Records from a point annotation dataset
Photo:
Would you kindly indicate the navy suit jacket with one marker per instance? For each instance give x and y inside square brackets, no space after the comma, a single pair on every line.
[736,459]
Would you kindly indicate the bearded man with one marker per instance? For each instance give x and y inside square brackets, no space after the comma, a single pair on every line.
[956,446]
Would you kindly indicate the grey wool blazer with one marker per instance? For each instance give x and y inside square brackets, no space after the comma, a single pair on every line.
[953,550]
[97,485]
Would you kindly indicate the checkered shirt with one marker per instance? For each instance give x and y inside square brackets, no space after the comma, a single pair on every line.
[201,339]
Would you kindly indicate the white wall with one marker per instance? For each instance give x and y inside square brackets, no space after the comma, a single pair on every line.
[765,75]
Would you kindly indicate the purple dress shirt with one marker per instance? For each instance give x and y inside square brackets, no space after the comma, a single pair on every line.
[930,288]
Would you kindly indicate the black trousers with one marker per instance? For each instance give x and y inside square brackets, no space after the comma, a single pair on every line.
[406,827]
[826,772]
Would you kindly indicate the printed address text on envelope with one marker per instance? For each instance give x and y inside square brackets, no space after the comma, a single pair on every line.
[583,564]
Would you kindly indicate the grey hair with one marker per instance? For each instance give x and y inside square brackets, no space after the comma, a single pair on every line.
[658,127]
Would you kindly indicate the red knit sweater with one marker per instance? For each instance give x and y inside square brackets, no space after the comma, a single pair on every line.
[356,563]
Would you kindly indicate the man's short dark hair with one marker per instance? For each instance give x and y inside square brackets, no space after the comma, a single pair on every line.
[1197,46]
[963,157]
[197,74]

--

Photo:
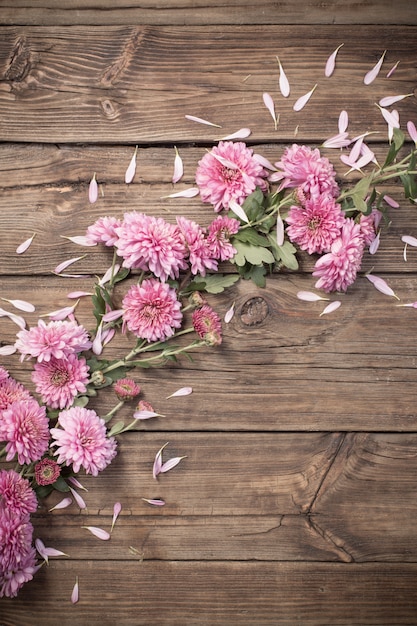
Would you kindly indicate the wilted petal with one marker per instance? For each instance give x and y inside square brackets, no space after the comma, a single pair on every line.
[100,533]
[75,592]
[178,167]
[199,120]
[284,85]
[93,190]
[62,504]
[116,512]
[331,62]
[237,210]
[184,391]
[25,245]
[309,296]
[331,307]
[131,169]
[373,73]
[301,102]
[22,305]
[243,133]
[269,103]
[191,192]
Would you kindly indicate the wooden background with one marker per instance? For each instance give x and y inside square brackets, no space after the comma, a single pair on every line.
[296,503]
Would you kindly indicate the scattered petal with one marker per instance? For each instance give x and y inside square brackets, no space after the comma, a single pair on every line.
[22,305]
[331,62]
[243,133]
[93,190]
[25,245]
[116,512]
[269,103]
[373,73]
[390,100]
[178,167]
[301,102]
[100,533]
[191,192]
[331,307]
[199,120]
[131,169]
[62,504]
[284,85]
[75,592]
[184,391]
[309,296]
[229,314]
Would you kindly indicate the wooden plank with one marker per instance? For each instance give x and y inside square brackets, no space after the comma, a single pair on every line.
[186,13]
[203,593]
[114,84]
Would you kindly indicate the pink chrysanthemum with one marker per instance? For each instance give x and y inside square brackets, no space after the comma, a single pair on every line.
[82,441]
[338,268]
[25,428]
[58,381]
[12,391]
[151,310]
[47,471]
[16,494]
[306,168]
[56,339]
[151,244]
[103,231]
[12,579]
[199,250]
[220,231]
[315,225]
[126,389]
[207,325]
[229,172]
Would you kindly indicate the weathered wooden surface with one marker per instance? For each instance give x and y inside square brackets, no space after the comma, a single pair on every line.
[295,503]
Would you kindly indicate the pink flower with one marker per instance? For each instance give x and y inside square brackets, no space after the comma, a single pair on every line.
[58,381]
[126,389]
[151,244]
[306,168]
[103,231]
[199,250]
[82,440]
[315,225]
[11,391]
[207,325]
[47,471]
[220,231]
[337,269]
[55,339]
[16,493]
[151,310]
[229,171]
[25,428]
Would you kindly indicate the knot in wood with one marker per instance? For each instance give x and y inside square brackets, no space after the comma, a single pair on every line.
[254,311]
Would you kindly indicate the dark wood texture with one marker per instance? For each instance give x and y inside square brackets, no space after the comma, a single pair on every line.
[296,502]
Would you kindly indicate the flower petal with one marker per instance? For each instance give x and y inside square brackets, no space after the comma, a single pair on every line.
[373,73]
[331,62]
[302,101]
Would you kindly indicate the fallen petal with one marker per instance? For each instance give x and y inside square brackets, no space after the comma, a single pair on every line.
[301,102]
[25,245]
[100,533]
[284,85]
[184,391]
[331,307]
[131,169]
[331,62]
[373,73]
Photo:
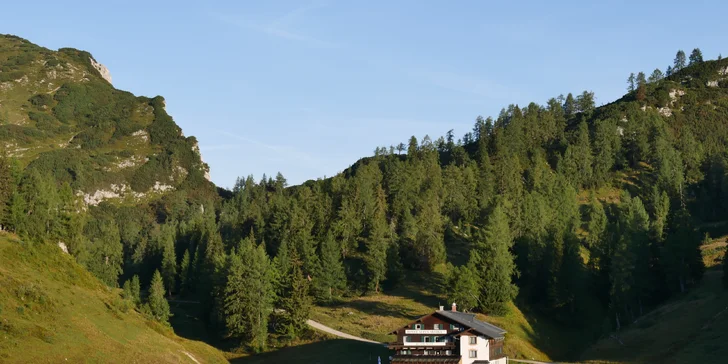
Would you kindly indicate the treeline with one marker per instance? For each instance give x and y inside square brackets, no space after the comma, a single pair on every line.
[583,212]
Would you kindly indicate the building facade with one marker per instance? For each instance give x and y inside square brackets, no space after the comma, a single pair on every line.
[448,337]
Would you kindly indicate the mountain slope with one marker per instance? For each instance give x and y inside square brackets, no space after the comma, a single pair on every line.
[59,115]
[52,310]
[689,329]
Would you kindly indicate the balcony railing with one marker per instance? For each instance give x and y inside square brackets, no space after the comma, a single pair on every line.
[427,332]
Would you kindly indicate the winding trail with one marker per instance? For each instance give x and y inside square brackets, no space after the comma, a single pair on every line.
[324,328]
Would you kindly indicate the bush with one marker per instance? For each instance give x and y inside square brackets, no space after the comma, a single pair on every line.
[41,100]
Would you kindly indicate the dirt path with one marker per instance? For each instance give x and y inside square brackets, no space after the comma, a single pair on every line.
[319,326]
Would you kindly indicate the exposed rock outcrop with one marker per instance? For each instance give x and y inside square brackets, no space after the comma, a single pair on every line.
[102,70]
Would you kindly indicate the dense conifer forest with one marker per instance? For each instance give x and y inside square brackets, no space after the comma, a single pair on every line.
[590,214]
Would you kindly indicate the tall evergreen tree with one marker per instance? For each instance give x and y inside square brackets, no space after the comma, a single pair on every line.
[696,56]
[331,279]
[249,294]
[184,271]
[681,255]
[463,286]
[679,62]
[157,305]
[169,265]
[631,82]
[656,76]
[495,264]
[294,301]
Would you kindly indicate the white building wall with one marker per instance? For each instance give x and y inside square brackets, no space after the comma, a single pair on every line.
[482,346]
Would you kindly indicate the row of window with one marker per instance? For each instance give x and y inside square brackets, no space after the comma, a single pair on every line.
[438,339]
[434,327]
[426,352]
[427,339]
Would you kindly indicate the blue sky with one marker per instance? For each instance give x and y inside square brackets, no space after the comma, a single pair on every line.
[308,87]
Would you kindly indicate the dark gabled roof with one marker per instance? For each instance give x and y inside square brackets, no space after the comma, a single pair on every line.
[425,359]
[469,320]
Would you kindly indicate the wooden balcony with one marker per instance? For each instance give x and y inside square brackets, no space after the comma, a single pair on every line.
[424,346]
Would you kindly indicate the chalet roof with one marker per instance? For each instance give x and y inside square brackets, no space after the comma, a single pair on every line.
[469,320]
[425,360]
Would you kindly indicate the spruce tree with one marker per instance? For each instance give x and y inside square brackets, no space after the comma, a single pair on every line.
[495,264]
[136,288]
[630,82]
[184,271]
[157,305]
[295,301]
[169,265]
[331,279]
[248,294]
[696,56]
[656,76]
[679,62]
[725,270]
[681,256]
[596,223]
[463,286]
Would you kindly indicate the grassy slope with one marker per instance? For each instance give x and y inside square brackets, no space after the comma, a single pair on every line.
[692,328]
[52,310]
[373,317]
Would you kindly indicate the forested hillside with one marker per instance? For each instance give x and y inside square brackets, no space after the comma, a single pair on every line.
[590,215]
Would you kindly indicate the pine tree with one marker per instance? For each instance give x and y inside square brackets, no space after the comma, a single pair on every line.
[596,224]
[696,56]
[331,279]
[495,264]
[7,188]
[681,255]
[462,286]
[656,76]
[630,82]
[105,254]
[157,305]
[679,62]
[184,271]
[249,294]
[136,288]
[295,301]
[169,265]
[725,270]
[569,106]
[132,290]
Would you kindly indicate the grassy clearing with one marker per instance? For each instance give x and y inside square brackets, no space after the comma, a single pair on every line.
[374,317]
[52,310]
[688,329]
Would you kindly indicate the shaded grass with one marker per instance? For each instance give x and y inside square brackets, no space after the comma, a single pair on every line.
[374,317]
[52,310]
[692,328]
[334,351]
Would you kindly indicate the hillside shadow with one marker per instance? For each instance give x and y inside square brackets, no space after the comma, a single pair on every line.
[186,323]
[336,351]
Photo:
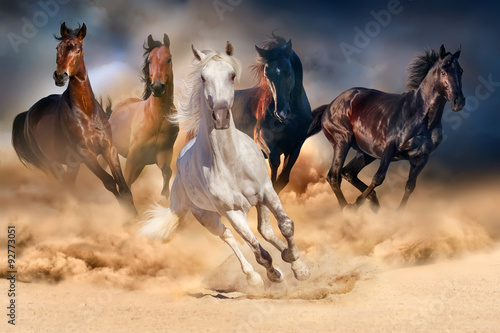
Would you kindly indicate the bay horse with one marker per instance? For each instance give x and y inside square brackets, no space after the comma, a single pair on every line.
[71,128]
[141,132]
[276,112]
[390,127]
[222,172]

> _DIRECTIONS FOR THIS TASK_
Please locate each line in the items above that contains the word "grey", and copy those lines in full.

> _WRITTEN ANSWER_
Would you kindly indicate the grey wool blazer with one marker per instance? For each instance give x and y inside square brackets, no space after the comma, a single pair on every line.
Would you kindly indicate the grey hair with one marker per instance? For each instance give x and y inside square brackets, no space after the comma, a single pair on every line.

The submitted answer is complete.